**Document segment**.
A health worker prepares the Pfizer-BioNTech vaccine at the Civil hospital. Nepal government has started inoculating the children aged above 17 years and chronically ill people by Pfizer vaccine which was provided by the US government to Nepal through COVAX facility.

15 million: Nepal has abandoned plans to start vaccinating children against COVID this week because of a lack of syringes. Nepalese authorities say that 15 million syringes are needed to make up the current shortfall for both adults and kids. To date, Kathmandu has been getting needles from China and India, but India has pulled back to meet domestic demand.

5: The US Centers for Disease Control and Prevention said Monday that people infected with COVID who are asymptomatic should isolate for just 5 days, cutting by half the recommended quarantine period. The change comes as large swaths of the US workforce have been disrupted because staff infected with the omicron variant are staying home.

**Records shown**.

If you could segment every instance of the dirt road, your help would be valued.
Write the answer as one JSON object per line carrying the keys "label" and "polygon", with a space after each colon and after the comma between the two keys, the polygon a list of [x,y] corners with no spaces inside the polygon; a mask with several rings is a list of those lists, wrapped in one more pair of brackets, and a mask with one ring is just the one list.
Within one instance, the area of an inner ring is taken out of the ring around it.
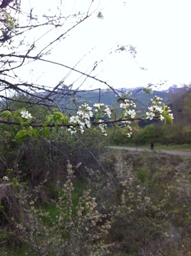
{"label": "dirt road", "polygon": [[[119,146],[109,146],[109,148],[119,149],[121,150],[129,150],[129,151],[148,151],[150,152],[150,149],[140,148],[136,147],[119,147]],[[190,156],[191,152],[185,152],[185,151],[174,151],[174,150],[154,150],[155,152],[171,154],[172,155],[180,155],[180,156]]]}

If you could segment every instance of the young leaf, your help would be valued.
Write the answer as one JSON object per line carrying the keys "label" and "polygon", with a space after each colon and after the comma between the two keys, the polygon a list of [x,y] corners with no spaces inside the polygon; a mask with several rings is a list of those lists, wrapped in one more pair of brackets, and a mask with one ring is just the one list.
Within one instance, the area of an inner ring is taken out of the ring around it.
{"label": "young leaf", "polygon": [[55,128],[56,128],[56,132],[58,132],[58,125],[57,124],[54,124],[55,125]]}
{"label": "young leaf", "polygon": [[46,128],[43,127],[42,131],[44,137],[47,138],[50,136],[50,132]]}
{"label": "young leaf", "polygon": [[69,119],[68,119],[68,116],[63,116],[63,123],[65,124],[69,124]]}
{"label": "young leaf", "polygon": [[172,118],[169,115],[164,115],[164,116],[169,121],[171,124],[173,124]]}
{"label": "young leaf", "polygon": [[18,114],[20,113],[20,112],[21,111],[21,109],[17,109],[16,110],[14,113],[13,113],[13,116],[17,116]]}
{"label": "young leaf", "polygon": [[6,120],[8,118],[11,117],[12,114],[9,110],[5,110],[1,113],[1,116],[4,117],[4,120]]}
{"label": "young leaf", "polygon": [[33,129],[33,134],[34,135],[34,136],[38,138],[38,135],[39,135],[39,131],[37,129]]}
{"label": "young leaf", "polygon": [[17,120],[19,122],[19,123],[20,124],[20,125],[22,127],[23,127],[23,124],[24,124],[24,122],[23,122],[23,119],[22,117],[20,116],[17,116]]}
{"label": "young leaf", "polygon": [[28,134],[27,130],[20,130],[15,136],[15,139],[23,140]]}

**Things to do**.
- 1) According to the COVID news excerpt, why did Nepal drop its plan to start vaccinating children this week?
- 2) Carry on the COVID news excerpt past its final sentence.

**Answer section**.
- 1) Because of a lack of syringes.

- 2)
3: Sri Lanka will close diplomatic missions in three countries – Germany, Nigeria, and Cyprus – in a bid to save foreign currency reserves. This comes as Sri Lanka’s Central Bank doubled down on foreign currency restrictions for remittances received at home as the country’s tourism-dependent economy continues to reel from the pandemic.

800: An animal rescue facility in the US state of Michigan got a major Christmas Day gift when more than 800 parakeets were handed over. A father-son duo had reportedly been breeding the birds at home in extremely unhealthy conditions.